### Data to use ###

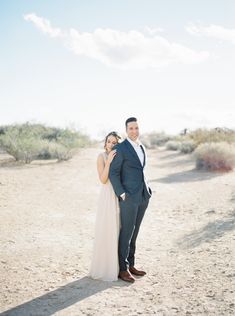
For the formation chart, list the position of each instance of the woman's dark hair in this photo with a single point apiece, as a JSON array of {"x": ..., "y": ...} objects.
[
  {"x": 114, "y": 134},
  {"x": 131, "y": 119}
]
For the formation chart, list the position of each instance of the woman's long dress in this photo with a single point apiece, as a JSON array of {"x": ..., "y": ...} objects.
[{"x": 104, "y": 264}]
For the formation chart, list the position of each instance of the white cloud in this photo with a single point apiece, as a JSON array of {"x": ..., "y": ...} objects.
[
  {"x": 43, "y": 24},
  {"x": 213, "y": 31},
  {"x": 126, "y": 50}
]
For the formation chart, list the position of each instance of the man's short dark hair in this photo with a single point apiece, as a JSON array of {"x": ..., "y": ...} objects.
[{"x": 131, "y": 119}]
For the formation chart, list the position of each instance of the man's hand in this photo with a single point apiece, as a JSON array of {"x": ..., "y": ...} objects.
[{"x": 123, "y": 196}]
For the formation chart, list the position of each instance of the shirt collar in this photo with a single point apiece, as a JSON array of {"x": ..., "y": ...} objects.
[{"x": 136, "y": 143}]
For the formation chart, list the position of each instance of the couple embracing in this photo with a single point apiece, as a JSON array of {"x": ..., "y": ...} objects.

###

§ Short problem
Replace "formation chart" with "position map" everywhere in the records above and keep everything else as it stands. Can you return the full text with the pictures left out?

§ The answer
For the position map, list the position of each instance of the woman's dark hair in this photo with a single point apiece, as a JSON array of {"x": ..., "y": ...} objects.
[
  {"x": 114, "y": 134},
  {"x": 131, "y": 119}
]
For the position map, list the position of each instance of the woman's long dress in this photo with a single point apiece, as a JSON array of {"x": ..., "y": ...} objects.
[{"x": 104, "y": 264}]
For the position map, list the position of each instance of the white cloud in this photo with a single point apiece, as a JSON array of {"x": ..., "y": ...} objects.
[
  {"x": 43, "y": 24},
  {"x": 213, "y": 31},
  {"x": 126, "y": 50}
]
For the position map, list the position of each instance of the man's short dark hair in this photo with a single point apiece, as a JSON array of {"x": ..., "y": ...} objects.
[{"x": 131, "y": 119}]
For the position map, list the position of each instance of the man's hand in this photo with a single point apiece, as a JSON array of {"x": ..., "y": ...} objects.
[{"x": 123, "y": 196}]
For the position map, list the position of each instance of the shirt collar in this photo with a single point apiece, as a JSON array of {"x": ..., "y": ...} objects.
[{"x": 136, "y": 143}]
For the position map, list the position of each instance of the couple embracing in this photo with a single point apiece, as a JSON array of {"x": ..., "y": ...} objects.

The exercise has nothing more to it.